→ Reading passage:
..............................

Self-sorting of AB and AA assemblies

Although the selective assembly of hydrophilic surfaces was realized, the mixture of AB, AA and BB could not be identified from capillary forces, leading to the problem of ‘isomers’ in the assembly of trimers (AAB and ABA) (Fig. 1e). The underlying challenge is to identify the surface chemistry of positive (A) or negative (B) polyelectrolytes on the hydrophilic surfaces. However, the selectivity of the electrostatic attraction between A-B and the electrostatic repulsion between A-A, can not distinguish these assemblies of AB or AA at macroscopic scales because the molecular-leveled electrostatic interactions are much weaker than the long-ranged capillary forces. One possible solution is to build a selective mechanism at the μm-to-mm scale by coupling the capillary interactions with another long-ranged force, e.g., magnetic force (Fig. 1f). As shown in Fig. 2a: the lateral forces between A-B include the N-S magnetic attraction and the capillary attraction, which generate additive effects to draw A-B together. Indeed, we observed the attraction during the approaching processes of A-B (Fig. 2b, Supplementary Movie 2); meanwhile, the original displacement between A-B was gradually adjusted by a slight rotation to achieve a precise matching. On the contrary, the magnetic N-N repulsion and the capillary attraction compete between A-A (Fig. 2c). By the subtle adjustments of the relative strength of both interactions, the resultant force displayed a repulsive effect to hinder the formation of AA clusters as shown in Fig. 2d and Supplementary Movie 3. These phenomena suggested that the MSA results were determined by the strength difference between magnetic and capillary forces dependent on the dynamically changing distance between the building blocks. Namely, the understandings of the quantified force-distance correlations are requisite to reveal the assembly mechanism.

Fig. 2: Rough force analysis of magnetic (Fmagnetic) and capillary (Fcapillary) interactions underlying the self-sorting of A-B and A-A.
figure 2

Photographs of a A-B and c A-A building blocks at air/water interfaces and schematic illustration of the magnetic/capillary interactions; stepwise snapshots as the building blocks of b A-B and d A-A approach. Scale bars: 8 mm.

..............................

→ Given information:
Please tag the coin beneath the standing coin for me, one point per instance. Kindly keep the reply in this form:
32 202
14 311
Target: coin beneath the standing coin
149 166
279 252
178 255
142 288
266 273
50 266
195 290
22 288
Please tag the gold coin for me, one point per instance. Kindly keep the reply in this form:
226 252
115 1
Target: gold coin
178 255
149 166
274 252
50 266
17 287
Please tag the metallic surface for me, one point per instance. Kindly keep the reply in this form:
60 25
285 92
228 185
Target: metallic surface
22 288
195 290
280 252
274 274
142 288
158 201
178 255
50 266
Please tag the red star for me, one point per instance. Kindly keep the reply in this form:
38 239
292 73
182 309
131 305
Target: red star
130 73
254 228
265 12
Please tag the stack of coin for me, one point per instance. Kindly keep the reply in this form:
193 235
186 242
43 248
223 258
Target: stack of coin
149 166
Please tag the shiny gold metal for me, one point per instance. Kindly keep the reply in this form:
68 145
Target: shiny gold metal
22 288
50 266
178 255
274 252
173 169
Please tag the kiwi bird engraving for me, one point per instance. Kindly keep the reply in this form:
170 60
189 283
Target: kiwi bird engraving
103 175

..............................

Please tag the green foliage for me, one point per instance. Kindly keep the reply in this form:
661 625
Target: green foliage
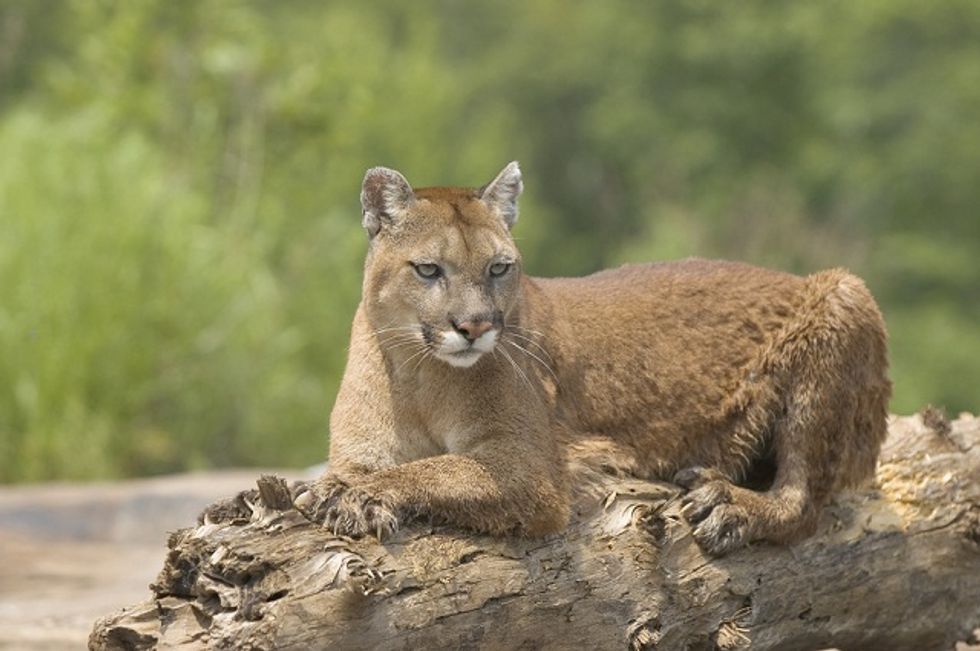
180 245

..............................

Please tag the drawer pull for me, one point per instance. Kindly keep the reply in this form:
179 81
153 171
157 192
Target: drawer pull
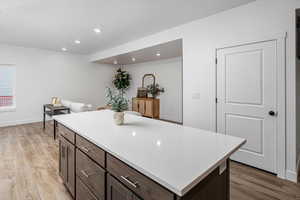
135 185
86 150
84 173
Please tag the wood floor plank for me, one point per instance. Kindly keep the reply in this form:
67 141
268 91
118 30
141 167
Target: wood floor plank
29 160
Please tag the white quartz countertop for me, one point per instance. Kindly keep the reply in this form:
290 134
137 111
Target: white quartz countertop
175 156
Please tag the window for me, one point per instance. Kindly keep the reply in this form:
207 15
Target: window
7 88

..............................

→ Directive:
Rewrite the passage on self-sorting of AB and AA assemblies from "Photographs of a" to "Scale bars: 8 mm.", putting "Pictures" in place of "Photographs".

→ Solution for this exercise:
Pictures of a A-B and c A-A building blocks at air/water interfaces and schematic illustration of the magnetic/capillary interactions; stepwise snapshots as the building blocks of b A-B and d A-A approach. Scale bars: 8 mm.